1976 in the Philippines details events of note that happened in the Philippines in the year 1976.

Incumbents

 President: Ferdinand Marcos (Independent)
 Chief Justice: Roberto Concepcion

Events

April
 April 30 – At least 28 persons are killed in a bus crash near Manila.

May
 May 20–24 – Flooding in the wake of a typhoon kills 215 persons and left 60,000 homeless in Luzon Island.
 May 21–23 – Six terrorists hijack a Philippine Airlines plane, which lands later on the Zamboanga Airport; hostage crisis ends on May 23 as they explode a plane and a shootout followed, killing 3 of them as well as 10 passengers.

August
 August 17 – The Moro Gulf earthquake take place near the islands of Mindanao and Sulu, in the Philippines. The magnitude was calculated as being as high as 8.0 on the moment magnitude scale. According to reports, the earthquake was recorded around 16:10 UTC. At least 5,000 people died during the earthquake followed by tsunami.
 August 26 - Bernabe Buscayno also known as Kumander Dante of the New People's Army is arrested.
 August 29 – A boat capsized in Davao River, leaving 19 persons missing and presumed dead.

October
 October 16–17 – National referendum-plebiscite was called in which the majority of the barangay voters approved that Martial Law should be continued and ratified the proposed amendments to the Constitution substituting the Interim Batasang Pambansa for the Regular Batasang Pambansa, pursuant to Presidential Decrees Nos. 991, 1031, and 1032.

December
 December 23 – The Tripoli Agreement is signed.

> [LISTED ENTRIES]

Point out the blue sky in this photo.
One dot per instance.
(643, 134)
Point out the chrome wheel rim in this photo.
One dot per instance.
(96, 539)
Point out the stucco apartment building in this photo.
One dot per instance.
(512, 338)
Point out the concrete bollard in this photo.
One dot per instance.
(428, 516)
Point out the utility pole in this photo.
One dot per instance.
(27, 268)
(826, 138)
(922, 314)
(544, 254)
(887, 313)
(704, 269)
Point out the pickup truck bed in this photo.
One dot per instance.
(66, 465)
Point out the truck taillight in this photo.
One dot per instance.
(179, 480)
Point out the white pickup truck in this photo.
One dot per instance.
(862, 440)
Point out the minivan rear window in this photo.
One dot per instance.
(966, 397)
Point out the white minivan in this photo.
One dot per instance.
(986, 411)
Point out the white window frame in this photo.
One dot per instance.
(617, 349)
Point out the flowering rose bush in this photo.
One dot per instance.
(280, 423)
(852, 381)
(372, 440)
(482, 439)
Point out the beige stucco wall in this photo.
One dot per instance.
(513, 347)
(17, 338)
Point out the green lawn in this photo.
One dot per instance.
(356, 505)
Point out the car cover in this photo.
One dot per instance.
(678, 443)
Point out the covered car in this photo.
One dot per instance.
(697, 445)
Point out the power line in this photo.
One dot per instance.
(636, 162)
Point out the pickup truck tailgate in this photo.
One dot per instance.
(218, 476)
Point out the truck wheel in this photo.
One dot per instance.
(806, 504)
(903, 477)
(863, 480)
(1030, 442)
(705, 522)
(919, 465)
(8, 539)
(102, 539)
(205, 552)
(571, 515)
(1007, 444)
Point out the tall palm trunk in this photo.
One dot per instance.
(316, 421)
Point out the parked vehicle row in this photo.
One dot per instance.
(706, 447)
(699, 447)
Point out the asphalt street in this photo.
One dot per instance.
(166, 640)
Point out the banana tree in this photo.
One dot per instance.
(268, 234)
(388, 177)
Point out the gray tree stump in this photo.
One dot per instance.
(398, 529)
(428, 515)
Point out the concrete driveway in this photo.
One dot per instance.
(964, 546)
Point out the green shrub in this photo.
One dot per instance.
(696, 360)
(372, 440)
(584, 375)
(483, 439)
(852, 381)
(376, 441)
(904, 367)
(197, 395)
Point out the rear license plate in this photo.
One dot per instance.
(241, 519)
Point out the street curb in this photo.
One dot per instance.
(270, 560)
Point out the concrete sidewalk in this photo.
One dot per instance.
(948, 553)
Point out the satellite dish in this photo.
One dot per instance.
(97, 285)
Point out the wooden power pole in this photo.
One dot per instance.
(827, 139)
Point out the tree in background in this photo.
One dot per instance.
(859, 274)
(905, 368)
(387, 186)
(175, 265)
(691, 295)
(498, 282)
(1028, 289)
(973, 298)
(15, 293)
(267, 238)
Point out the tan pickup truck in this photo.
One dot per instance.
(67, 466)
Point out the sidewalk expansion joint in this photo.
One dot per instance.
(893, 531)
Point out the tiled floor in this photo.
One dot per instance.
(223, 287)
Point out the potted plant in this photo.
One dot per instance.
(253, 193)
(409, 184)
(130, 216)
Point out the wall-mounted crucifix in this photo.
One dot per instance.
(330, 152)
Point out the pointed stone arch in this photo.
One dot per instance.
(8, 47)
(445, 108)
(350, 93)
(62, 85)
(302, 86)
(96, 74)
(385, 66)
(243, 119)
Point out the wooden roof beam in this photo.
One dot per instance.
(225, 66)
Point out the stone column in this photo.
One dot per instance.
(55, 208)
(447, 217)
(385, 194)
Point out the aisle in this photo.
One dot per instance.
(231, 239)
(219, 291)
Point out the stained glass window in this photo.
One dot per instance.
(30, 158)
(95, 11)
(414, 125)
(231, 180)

==

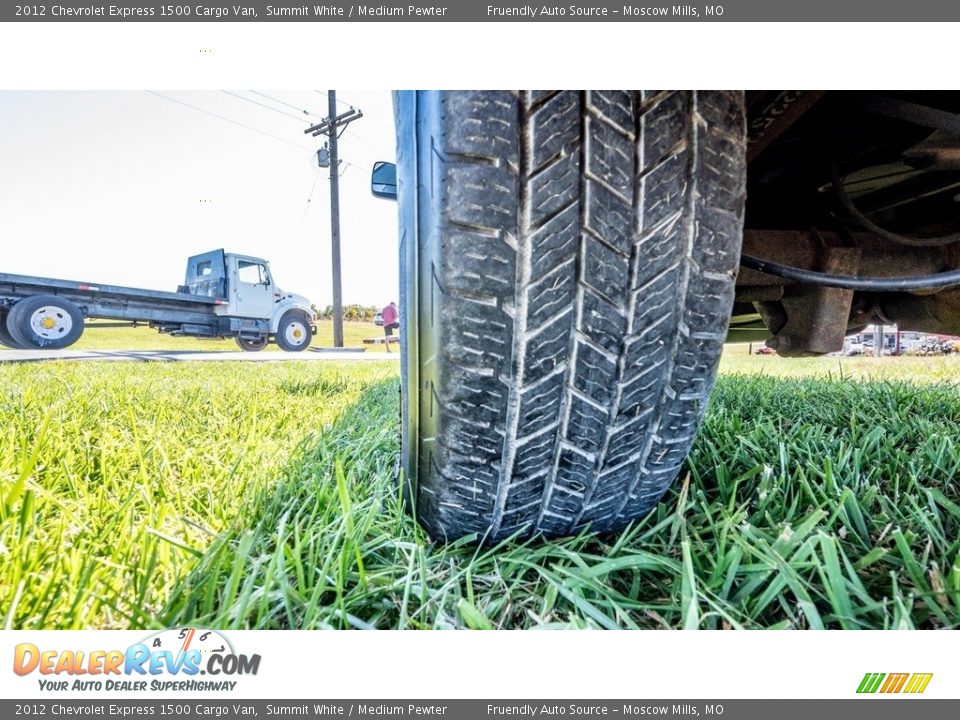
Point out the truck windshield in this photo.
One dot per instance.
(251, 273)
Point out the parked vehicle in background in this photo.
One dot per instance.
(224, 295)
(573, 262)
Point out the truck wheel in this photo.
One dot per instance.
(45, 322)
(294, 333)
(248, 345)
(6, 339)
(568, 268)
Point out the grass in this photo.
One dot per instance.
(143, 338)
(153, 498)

---

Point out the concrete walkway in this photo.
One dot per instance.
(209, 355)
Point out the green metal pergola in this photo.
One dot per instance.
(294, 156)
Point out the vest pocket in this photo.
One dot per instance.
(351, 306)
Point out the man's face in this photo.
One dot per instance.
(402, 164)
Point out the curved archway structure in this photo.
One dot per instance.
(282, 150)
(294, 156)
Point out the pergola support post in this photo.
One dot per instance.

> [OBJECTIVE 1]
In the article on 1976 in the Philippines, what event is recorded for December 23?
> [OBJECTIVE 2]
Duplicate the article on 1976 in the Philippines from "Chief Justice: Roberto" up to and including "Army is arrested.".
The listing was taken from a separate source, unrelated to the article on 1976 in the Philippines.

> [FULL OUTPUT 1]
The Tripoli Agreement was signed.

> [FULL OUTPUT 2]
Chief Justice: Roberto Concepcion

Events

April
 April 30 – At least 28 persons are killed in a bus crash near Manila.

May
 May 20–24 – Flooding in the wake of a typhoon kills 215 persons and left 60,000 homeless in Luzon Island.
 May 21–23 – Six terrorists hijack a Philippine Airlines plane, which lands later on the Zamboanga Airport; hostage crisis ends on May 23 as they explode a plane and a shootout followed, killing 3 of them as well as 10 passengers.

August
 August 17 – The Moro Gulf earthquake take place near the islands of Mindanao and Sulu, in the Philippines. The magnitude was calculated as being as high as 8.0 on the moment magnitude scale. According to reports, the earthquake was recorded around 16:10 UTC. At least 5,000 people died during the earthquake followed by tsunami.
 August 26 - Bernabe Buscayno also known as Kumander Dante of the New People's Army is arrested.